■ **Exercise brief**:
Could each entry below be printed again exactly as given?

[Entries taken from a collection]
====

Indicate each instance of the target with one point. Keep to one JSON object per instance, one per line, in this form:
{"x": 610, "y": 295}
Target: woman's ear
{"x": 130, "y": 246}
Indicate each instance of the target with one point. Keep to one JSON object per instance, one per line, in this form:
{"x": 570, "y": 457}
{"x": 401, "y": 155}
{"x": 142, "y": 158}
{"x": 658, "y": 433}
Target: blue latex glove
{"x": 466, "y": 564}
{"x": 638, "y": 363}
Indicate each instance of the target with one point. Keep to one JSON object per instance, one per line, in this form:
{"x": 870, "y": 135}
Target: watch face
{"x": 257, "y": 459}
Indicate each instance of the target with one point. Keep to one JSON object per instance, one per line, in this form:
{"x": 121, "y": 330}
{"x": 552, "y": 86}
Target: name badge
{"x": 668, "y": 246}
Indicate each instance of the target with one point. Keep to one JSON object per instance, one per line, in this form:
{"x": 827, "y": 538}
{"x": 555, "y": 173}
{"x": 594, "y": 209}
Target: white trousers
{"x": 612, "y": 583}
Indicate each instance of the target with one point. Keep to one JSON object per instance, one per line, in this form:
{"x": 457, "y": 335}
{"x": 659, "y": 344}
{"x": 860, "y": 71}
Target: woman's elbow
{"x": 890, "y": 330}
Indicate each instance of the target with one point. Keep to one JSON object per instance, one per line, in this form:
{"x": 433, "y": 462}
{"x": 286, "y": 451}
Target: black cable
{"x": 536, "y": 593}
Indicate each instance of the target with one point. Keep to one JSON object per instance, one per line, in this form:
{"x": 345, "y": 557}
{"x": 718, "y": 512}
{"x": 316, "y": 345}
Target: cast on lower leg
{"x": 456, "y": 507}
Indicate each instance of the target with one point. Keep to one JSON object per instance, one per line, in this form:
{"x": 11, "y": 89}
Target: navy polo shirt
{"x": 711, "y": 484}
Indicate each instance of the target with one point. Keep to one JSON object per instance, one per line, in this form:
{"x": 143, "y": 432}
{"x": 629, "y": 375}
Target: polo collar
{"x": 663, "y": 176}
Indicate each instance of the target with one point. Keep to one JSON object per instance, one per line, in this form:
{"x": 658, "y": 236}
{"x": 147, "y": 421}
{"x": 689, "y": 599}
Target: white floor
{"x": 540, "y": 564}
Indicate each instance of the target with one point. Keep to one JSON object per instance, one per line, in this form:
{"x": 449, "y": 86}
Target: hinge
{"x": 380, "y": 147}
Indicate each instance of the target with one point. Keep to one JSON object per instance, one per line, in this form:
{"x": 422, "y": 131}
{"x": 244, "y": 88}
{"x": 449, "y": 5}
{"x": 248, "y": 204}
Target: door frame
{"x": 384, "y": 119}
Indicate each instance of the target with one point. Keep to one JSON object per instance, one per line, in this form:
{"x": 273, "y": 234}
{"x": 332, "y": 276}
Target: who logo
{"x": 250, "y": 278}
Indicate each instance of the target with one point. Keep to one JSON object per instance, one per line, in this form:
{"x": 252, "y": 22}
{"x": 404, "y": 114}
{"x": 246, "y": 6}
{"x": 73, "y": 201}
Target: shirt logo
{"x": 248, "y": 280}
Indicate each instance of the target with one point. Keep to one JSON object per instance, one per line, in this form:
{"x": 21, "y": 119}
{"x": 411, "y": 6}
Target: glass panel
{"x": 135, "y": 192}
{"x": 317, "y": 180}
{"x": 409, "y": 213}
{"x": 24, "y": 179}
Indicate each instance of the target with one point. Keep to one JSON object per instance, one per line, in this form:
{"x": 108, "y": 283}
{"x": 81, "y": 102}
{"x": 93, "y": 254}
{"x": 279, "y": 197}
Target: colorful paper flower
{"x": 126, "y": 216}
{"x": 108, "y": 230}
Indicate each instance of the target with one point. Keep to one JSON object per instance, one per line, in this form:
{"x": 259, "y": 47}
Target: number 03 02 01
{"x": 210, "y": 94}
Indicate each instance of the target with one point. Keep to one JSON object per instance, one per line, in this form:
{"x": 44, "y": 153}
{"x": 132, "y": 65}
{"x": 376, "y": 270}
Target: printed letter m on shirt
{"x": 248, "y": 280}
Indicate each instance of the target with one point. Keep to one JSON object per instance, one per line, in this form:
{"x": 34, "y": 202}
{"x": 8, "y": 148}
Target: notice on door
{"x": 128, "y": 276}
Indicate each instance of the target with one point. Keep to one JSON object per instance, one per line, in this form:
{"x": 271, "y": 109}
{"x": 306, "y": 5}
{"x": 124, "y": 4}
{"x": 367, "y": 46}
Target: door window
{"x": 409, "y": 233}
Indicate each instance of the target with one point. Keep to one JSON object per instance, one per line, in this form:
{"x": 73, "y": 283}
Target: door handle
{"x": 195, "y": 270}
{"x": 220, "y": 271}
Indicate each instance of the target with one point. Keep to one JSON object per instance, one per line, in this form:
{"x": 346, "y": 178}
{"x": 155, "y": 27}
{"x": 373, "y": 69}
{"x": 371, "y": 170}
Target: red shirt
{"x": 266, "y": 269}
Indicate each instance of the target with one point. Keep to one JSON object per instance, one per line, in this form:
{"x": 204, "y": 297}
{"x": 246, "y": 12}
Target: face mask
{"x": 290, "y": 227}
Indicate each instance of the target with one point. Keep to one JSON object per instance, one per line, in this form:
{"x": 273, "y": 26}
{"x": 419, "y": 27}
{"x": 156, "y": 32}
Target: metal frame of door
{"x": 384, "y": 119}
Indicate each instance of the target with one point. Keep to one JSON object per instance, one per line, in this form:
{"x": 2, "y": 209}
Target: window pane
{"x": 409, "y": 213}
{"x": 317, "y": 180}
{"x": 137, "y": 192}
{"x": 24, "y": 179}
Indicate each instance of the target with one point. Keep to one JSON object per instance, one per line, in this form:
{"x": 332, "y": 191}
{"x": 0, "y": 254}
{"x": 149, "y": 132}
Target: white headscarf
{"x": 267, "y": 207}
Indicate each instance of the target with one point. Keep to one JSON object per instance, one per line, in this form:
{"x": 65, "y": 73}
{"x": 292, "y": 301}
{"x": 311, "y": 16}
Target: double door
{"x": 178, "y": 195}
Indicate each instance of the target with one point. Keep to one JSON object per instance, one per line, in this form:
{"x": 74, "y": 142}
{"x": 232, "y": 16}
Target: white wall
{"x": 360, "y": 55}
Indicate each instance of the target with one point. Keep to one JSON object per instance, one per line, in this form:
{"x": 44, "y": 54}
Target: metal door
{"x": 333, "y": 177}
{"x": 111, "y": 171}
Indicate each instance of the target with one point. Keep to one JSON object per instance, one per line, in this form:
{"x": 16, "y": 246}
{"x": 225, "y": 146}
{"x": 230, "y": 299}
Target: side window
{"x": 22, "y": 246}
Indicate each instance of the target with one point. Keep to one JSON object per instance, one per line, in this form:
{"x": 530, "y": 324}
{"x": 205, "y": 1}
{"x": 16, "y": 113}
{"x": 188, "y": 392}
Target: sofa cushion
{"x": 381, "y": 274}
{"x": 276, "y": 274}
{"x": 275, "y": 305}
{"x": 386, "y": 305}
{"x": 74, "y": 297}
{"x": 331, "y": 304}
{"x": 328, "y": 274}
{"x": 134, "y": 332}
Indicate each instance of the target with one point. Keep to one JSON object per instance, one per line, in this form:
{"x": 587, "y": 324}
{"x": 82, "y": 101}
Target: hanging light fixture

====

■ **Response to this exercise**:
Indicate each instance of the target with one point. Keep to one JSON object per instance, one per line, in this form:
{"x": 610, "y": 295}
Target: woman's ear
{"x": 130, "y": 246}
Indicate each instance of the target with one point. Keep to one JSON object per instance, one per line, in this form:
{"x": 570, "y": 457}
{"x": 401, "y": 155}
{"x": 142, "y": 158}
{"x": 658, "y": 433}
Target: blue latex glove
{"x": 466, "y": 564}
{"x": 638, "y": 363}
Indicate each instance of the target with one point. Keep to one JSON object per instance, one per line, in this form:
{"x": 870, "y": 135}
Target: watch face
{"x": 257, "y": 459}
Indicate each instance of the target with one point. Keep to one JSON object per instance, one per line, in this form:
{"x": 121, "y": 330}
{"x": 552, "y": 86}
Target: name badge
{"x": 668, "y": 246}
Indicate each instance of the target with one point. Keep to one JSON object per instance, one per line, in this form:
{"x": 827, "y": 538}
{"x": 555, "y": 173}
{"x": 594, "y": 209}
Target: white trousers
{"x": 612, "y": 583}
Indicate each instance of the target with one point. Keep to one JSON object per instance, one per line, in this form:
{"x": 457, "y": 335}
{"x": 659, "y": 344}
{"x": 860, "y": 71}
Target: woman's elbow
{"x": 890, "y": 330}
Indicate each instance of the target with one point. Keep to one JSON object per instance, one per line, in this form:
{"x": 433, "y": 462}
{"x": 286, "y": 451}
Target: black cable
{"x": 536, "y": 593}
Indicate each instance of the target with one point. Keep to one JSON object per instance, one per line, in this form:
{"x": 345, "y": 557}
{"x": 718, "y": 512}
{"x": 316, "y": 345}
Target: cast on lower leg
{"x": 456, "y": 507}
Indicate each instance of the target with one point. Keep to one JSON object per instance, one per line, in this form:
{"x": 11, "y": 89}
Target: navy polo shirt
{"x": 711, "y": 484}
Indicate each instance of the target with one point. Keep to one JSON object per instance, one per line, in this form:
{"x": 143, "y": 432}
{"x": 629, "y": 375}
Target: polo collar
{"x": 663, "y": 176}
Indicate each instance of the target with one point. Keep to one JSON object per instance, one per line, in this form:
{"x": 658, "y": 236}
{"x": 147, "y": 421}
{"x": 689, "y": 599}
Target: white floor
{"x": 540, "y": 564}
Indicate each instance of the target with one point. Keep to one JSON object per instance, one per line, in this form:
{"x": 449, "y": 86}
Target: hinge
{"x": 380, "y": 147}
Indicate each instance of the target with one point. Keep to one JSON object per instance, one per line, in this form:
{"x": 422, "y": 131}
{"x": 244, "y": 88}
{"x": 449, "y": 5}
{"x": 248, "y": 204}
Target: door frame
{"x": 384, "y": 119}
Indicate each instance of the target with one point. Keep to one JSON object per instance, one per line, in this form:
{"x": 273, "y": 234}
{"x": 332, "y": 276}
Target: who logo
{"x": 250, "y": 278}
Indicate each instance of the target with one point. Keep to one JSON object per instance, one per line, in this form:
{"x": 252, "y": 22}
{"x": 404, "y": 114}
{"x": 246, "y": 6}
{"x": 73, "y": 201}
Target: shirt logo
{"x": 248, "y": 280}
Indicate each instance of the target with one point. Keep to one JSON object per instance, one per line, in this form:
{"x": 21, "y": 119}
{"x": 411, "y": 6}
Target: glass panel
{"x": 135, "y": 192}
{"x": 317, "y": 180}
{"x": 409, "y": 213}
{"x": 24, "y": 179}
Indicate each instance of the target with one point. Keep to one JSON object per instance, one per line, in this form:
{"x": 108, "y": 283}
{"x": 81, "y": 102}
{"x": 93, "y": 254}
{"x": 279, "y": 197}
Target: colorful paper flower
{"x": 126, "y": 216}
{"x": 108, "y": 230}
Indicate each instance of the target with one point. Keep to one JSON object per instance, one per line, in this form:
{"x": 259, "y": 47}
Target: number 03 02 01
{"x": 210, "y": 94}
Indicate each instance of the target with one point. Keep to one JSON object per instance, one per line, in this form:
{"x": 44, "y": 153}
{"x": 132, "y": 65}
{"x": 376, "y": 270}
Target: printed letter m on shirt
{"x": 248, "y": 280}
Indicate each instance of the target with one point. Keep to one JSON object per instance, one per line, in this form:
{"x": 34, "y": 202}
{"x": 8, "y": 148}
Target: notice on door
{"x": 128, "y": 276}
Indicate each instance of the target with one point. Keep to one JSON object per instance, one per line, in this form:
{"x": 271, "y": 109}
{"x": 306, "y": 5}
{"x": 124, "y": 4}
{"x": 367, "y": 46}
Target: door window
{"x": 409, "y": 233}
Indicate each instance of the target with one point. Keep to one JSON object per instance, one per line, in this form:
{"x": 73, "y": 283}
Target: door handle
{"x": 195, "y": 270}
{"x": 220, "y": 271}
Indicate each instance of the target with one point. Keep to one JSON object per instance, one per line, in this form:
{"x": 346, "y": 178}
{"x": 155, "y": 27}
{"x": 373, "y": 69}
{"x": 371, "y": 170}
Target: red shirt
{"x": 266, "y": 269}
Indicate each instance of the target with one point. Keep to one JSON object per instance, one per line, in this form:
{"x": 204, "y": 297}
{"x": 246, "y": 12}
Target: face mask
{"x": 290, "y": 227}
Indicate each instance of the target with one point. Keep to one JSON object per instance, one per line, in this form:
{"x": 273, "y": 26}
{"x": 419, "y": 27}
{"x": 156, "y": 32}
Target: metal frame of door
{"x": 384, "y": 119}
Indicate each instance of the target with one point. Keep to one JSON object per instance, one per line, in this form:
{"x": 2, "y": 209}
Target: window pane
{"x": 409, "y": 213}
{"x": 317, "y": 180}
{"x": 137, "y": 192}
{"x": 24, "y": 179}
Indicate each instance of the target with one point. Keep to one JSON object per instance, one per line, in this form:
{"x": 332, "y": 191}
{"x": 0, "y": 254}
{"x": 149, "y": 132}
Target: white headscarf
{"x": 267, "y": 207}
Indicate each instance of the target with one point. Keep to one JSON object per instance, one per line, in this form:
{"x": 65, "y": 73}
{"x": 292, "y": 301}
{"x": 311, "y": 16}
Target: double door
{"x": 178, "y": 195}
Indicate each instance of the target with one point. Keep to one JSON object per instance, one per line, in this form:
{"x": 74, "y": 142}
{"x": 232, "y": 16}
Target: white wall
{"x": 360, "y": 55}
Indicate each instance of the target with one point. Keep to one JSON object per instance, one per line, in this form:
{"x": 44, "y": 54}
Target: metal door
{"x": 333, "y": 177}
{"x": 111, "y": 171}
Indicate each instance of the target with one point. Keep to one JSON object per instance, one per line, in this form:
{"x": 16, "y": 246}
{"x": 225, "y": 146}
{"x": 230, "y": 299}
Target: side window
{"x": 22, "y": 246}
Indicate each instance of the target with one point. Keep to one JSON object per instance, one per line, in this form:
{"x": 530, "y": 324}
{"x": 205, "y": 1}
{"x": 16, "y": 113}
{"x": 188, "y": 392}
Target: sofa cushion
{"x": 381, "y": 274}
{"x": 276, "y": 274}
{"x": 275, "y": 305}
{"x": 386, "y": 305}
{"x": 74, "y": 297}
{"x": 331, "y": 304}
{"x": 328, "y": 274}
{"x": 134, "y": 332}
Indicate each instance of the target with one point. Keep to one JSON object per instance, one per line, in this form:
{"x": 587, "y": 324}
{"x": 82, "y": 101}
Target: hanging light fixture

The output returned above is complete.